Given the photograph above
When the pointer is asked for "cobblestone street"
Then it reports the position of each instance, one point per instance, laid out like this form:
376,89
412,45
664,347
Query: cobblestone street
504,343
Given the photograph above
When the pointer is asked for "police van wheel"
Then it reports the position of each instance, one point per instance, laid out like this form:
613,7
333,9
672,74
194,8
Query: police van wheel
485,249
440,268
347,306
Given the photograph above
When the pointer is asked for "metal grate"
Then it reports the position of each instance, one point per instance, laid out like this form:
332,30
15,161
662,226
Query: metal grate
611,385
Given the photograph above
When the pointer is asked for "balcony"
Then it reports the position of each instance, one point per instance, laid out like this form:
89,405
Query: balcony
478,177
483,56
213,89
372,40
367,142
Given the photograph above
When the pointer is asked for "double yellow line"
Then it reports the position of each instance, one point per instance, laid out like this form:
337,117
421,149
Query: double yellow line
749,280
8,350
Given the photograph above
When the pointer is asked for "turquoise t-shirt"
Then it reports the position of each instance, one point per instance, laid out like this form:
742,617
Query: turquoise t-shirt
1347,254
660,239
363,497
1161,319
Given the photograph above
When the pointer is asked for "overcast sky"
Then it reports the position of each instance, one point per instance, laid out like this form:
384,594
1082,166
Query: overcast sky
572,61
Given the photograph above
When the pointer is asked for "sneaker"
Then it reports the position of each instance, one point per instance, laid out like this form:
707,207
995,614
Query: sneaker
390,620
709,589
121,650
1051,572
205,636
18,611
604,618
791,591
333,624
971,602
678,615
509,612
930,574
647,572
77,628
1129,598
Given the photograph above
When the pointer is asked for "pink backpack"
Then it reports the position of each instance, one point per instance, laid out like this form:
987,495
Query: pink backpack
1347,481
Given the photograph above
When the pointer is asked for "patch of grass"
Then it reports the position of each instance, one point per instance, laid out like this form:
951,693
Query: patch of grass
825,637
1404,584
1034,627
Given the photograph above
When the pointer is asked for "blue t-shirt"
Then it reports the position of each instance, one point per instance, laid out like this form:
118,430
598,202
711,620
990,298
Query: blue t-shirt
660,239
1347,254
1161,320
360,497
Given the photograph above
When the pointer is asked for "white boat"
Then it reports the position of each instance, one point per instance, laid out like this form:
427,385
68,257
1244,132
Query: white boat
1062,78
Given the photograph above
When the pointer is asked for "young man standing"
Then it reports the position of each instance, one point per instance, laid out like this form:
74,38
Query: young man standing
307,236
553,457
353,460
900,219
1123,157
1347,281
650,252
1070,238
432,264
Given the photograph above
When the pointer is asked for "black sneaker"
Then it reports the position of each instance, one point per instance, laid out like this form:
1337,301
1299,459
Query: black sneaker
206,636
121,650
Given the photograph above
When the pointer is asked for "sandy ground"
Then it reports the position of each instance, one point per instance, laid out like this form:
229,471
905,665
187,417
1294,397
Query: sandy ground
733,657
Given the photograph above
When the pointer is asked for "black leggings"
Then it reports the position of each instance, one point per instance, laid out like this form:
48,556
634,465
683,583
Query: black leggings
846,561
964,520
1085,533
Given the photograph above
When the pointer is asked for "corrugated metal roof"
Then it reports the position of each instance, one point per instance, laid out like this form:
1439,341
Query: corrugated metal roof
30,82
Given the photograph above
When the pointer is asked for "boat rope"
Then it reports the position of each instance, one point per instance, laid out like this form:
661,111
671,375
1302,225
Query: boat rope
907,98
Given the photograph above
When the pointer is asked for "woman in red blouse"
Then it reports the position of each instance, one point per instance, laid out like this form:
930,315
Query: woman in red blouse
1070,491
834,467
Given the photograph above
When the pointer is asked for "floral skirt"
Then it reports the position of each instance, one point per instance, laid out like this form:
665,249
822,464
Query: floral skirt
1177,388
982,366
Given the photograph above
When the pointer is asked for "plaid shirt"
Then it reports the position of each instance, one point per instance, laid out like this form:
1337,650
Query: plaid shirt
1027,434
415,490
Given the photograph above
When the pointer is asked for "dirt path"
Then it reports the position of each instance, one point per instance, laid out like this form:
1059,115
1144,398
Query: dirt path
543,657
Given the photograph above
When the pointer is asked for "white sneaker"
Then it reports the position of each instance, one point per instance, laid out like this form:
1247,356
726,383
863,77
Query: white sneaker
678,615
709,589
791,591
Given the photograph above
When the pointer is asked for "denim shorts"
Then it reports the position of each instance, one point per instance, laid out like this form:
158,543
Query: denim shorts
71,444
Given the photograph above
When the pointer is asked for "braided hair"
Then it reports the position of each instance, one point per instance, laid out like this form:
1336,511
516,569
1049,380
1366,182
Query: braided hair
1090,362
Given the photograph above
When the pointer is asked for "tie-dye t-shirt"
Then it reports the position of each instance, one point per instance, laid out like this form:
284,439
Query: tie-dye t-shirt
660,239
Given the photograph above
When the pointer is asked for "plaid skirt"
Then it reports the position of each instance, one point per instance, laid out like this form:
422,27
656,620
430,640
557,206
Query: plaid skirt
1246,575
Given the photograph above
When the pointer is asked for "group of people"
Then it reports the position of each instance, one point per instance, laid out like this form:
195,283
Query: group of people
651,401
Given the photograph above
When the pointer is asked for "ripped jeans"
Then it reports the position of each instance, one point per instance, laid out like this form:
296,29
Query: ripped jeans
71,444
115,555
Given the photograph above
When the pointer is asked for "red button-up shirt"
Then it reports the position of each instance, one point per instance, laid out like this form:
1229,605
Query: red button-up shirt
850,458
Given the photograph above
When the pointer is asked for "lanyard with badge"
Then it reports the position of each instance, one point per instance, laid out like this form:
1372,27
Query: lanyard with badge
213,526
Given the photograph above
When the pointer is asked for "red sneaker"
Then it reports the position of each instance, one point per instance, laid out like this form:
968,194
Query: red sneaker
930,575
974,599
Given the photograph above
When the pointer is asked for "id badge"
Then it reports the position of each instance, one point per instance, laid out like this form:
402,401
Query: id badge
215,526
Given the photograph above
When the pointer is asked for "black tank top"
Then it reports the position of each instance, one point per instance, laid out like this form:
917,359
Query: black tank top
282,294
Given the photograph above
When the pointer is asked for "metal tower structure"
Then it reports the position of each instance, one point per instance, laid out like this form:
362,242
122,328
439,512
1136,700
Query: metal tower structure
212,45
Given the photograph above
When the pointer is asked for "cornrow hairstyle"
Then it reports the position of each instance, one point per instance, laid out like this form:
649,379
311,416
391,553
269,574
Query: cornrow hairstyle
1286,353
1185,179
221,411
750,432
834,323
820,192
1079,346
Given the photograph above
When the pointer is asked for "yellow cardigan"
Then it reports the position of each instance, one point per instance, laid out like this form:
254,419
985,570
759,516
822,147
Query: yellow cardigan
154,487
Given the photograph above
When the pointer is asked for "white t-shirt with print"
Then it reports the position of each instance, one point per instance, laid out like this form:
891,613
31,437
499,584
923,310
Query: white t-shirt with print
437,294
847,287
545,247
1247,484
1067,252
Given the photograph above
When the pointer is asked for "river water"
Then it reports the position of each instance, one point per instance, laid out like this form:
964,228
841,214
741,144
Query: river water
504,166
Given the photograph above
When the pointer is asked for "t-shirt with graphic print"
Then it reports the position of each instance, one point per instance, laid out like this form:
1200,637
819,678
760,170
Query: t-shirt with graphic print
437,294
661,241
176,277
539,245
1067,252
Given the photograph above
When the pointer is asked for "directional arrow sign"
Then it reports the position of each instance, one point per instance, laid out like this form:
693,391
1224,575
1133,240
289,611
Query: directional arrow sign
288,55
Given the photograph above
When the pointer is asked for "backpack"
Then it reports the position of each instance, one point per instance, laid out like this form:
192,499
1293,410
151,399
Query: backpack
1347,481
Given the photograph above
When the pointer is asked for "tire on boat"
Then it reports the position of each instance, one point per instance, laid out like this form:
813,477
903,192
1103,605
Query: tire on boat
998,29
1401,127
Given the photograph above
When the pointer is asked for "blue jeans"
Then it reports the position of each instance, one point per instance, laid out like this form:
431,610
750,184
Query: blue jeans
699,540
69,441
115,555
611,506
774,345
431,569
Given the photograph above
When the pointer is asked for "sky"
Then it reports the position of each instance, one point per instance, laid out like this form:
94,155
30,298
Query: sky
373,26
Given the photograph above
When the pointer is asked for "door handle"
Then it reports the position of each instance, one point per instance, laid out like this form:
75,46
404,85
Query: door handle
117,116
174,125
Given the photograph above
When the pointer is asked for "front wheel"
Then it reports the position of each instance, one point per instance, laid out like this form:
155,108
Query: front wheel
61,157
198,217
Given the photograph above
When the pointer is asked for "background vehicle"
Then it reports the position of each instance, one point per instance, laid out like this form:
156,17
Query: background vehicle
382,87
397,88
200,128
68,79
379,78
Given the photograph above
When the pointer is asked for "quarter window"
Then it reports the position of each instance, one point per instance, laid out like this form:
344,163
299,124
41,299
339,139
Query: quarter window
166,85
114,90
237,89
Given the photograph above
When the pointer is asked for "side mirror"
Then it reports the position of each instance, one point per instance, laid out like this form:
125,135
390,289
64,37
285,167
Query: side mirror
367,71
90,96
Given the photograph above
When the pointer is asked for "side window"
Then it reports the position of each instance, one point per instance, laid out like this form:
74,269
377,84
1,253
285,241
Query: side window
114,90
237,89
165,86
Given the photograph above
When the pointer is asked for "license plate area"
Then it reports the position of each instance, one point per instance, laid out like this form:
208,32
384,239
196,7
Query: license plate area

_ _ _ _ _ _ _

- **Instructions for the task**: Only lines with the word "area" go in the answer. Take them all from the entries above.

- **Result for this task**:
When the pointer is asked for "license plate area"
Query: license plate area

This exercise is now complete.